## EXCERPTED TEXT
## start

Re: [PATCH] net: add calxeda xgmac ethernet driver

All of lore.kernel.org
 help / color / mirror / Atom feed

From: Ben Hutchings <bhutchings@solarflare.com>
To: Rob Herring <robherring2@gmail.com>
Cc: netdev@vger.kernel.org, devicetree-discuss@lists.ozlabs.org,
	joe@perches.com, saeed.bishara@gmail.com,
	Rob Herring <rob.herring@calxeda.com>
Subject: Re: [PATCH] net: add calxeda xgmac ethernet driver
Date: Fri, 18 Nov 2011 22:36:30 +0000	[thread overview]
Message-ID: <1321655790.2883.97.camel@bwh-desktop> (raw)

## end

## GIVEN EXERCISE 1
Locate each line in the records that contains the word "sheep" and copy those lines.
The message header above and the records that come after it are unrelated material.

## RAW DATA
## start

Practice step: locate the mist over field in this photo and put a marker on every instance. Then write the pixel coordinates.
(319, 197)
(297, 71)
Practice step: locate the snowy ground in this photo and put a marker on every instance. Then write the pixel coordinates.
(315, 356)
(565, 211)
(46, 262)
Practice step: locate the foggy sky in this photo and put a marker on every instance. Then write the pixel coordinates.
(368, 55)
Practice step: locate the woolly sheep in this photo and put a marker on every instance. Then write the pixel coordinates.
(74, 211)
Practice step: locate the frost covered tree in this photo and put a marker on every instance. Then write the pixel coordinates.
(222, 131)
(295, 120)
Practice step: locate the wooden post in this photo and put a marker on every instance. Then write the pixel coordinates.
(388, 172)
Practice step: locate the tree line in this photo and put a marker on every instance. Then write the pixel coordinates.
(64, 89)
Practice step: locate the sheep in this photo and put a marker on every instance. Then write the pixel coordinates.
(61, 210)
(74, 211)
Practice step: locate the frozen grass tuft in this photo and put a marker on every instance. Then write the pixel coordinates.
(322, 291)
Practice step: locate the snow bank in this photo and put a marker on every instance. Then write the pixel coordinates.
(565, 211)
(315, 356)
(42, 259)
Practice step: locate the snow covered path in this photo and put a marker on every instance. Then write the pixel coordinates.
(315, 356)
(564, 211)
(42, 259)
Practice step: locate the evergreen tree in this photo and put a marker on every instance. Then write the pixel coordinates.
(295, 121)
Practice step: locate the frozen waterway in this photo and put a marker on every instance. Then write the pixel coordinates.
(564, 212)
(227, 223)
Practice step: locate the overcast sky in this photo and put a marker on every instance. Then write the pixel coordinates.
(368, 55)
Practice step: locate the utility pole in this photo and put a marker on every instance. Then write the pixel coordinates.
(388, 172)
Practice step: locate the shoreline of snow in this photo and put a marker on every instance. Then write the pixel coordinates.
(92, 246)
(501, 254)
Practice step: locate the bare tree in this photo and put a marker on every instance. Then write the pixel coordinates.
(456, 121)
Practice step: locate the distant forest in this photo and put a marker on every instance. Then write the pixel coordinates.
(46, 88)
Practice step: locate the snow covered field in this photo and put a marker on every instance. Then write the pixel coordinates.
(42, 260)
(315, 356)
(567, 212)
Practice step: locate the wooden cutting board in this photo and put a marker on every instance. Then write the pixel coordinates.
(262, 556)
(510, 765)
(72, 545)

## end

## GIVEN EXERCISE 2
Based on the message header, say whether each statement is true, answering yes or no and quoting the exact words that decide it: (a) Rob Herring sent the message. (b) netdev@vger.kernel.org is copied on the message. (c) The message is dated November 18, 2011.

## ANSWER 1
Practice step: locate the woolly sheep in this photo and put a marker on every instance. Then write the pixel coordinates.
Practice step: locate the sheep in this photo and put a marker on every instance. Then write the pixel coordinates.

## ANSWER 2
(a) No: "From: Ben Hutchings <bhutchings@solarflare.com>"
(b) Yes: "Cc: netdev@vger.kernel.org"
(c) Yes: "Date: Fri, 18 Nov 2011 22:36:30 +0000"